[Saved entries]
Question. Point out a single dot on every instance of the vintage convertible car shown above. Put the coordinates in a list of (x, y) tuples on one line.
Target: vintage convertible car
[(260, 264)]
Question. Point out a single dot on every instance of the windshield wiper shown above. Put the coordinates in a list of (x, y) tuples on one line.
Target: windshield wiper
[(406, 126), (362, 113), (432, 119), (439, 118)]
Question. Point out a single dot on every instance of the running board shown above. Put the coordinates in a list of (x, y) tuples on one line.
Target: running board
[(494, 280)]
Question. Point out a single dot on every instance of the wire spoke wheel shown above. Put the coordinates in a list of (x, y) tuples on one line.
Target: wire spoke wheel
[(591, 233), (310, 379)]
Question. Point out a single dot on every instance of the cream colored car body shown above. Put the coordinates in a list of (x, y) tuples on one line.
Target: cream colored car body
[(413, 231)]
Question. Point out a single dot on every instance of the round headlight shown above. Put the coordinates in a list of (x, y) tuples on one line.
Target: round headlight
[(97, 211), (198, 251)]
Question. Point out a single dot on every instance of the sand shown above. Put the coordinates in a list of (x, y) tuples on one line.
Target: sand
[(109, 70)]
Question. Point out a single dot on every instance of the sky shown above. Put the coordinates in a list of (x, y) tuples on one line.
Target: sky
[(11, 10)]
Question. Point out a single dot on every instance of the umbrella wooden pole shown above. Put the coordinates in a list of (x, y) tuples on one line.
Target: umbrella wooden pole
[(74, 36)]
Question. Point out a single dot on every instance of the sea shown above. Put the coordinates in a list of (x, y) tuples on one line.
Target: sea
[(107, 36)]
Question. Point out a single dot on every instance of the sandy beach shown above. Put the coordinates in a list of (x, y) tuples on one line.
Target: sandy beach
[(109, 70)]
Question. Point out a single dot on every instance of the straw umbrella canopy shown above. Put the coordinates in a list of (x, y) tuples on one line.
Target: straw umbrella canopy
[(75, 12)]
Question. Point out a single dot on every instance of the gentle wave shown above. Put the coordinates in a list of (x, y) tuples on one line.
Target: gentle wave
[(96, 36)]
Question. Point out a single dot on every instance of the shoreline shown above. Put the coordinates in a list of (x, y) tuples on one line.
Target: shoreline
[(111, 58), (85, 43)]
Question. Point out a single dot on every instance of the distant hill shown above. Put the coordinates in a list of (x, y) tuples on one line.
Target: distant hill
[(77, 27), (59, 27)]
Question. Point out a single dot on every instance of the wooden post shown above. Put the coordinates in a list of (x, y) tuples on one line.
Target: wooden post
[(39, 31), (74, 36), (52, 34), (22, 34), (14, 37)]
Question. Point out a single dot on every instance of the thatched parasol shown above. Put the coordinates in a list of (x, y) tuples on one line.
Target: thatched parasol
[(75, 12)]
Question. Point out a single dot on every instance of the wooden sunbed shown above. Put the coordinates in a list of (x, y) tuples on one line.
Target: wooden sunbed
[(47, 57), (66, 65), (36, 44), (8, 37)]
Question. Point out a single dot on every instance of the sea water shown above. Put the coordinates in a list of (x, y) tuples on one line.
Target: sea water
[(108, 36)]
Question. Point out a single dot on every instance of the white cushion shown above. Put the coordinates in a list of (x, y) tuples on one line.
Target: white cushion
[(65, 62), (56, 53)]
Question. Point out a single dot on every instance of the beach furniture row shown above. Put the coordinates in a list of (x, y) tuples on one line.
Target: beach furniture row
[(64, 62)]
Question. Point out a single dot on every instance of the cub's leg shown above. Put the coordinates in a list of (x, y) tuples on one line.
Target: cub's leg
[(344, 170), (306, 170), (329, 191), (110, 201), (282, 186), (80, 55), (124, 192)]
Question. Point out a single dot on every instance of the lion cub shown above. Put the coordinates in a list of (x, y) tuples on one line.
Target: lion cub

[Directions]
Copy the entries from the beginning through the line holding "[(494, 280)]", inclusive, keeping each request as it stands. Shift every coordinate in the answers by adding 33 to it.

[Worked answer]
Question. Point out a single dot on every instance of the vintage convertible car shown above. Put the coordinates in a list of (x, y) tuples on one line.
Target: vintage convertible car
[(293, 297)]
Question. Point out a single dot on every instance of the windshield wiper shown above. Put the coordinates in a list of (x, y) tuples on one line.
Target: windshield wiper
[(439, 159), (395, 146), (465, 152), (472, 151)]
Question. Point out a single dot on every instance of the running board shown above. Put the coordinates in a list of (x, y) tuples on one line.
Target: running board
[(527, 313)]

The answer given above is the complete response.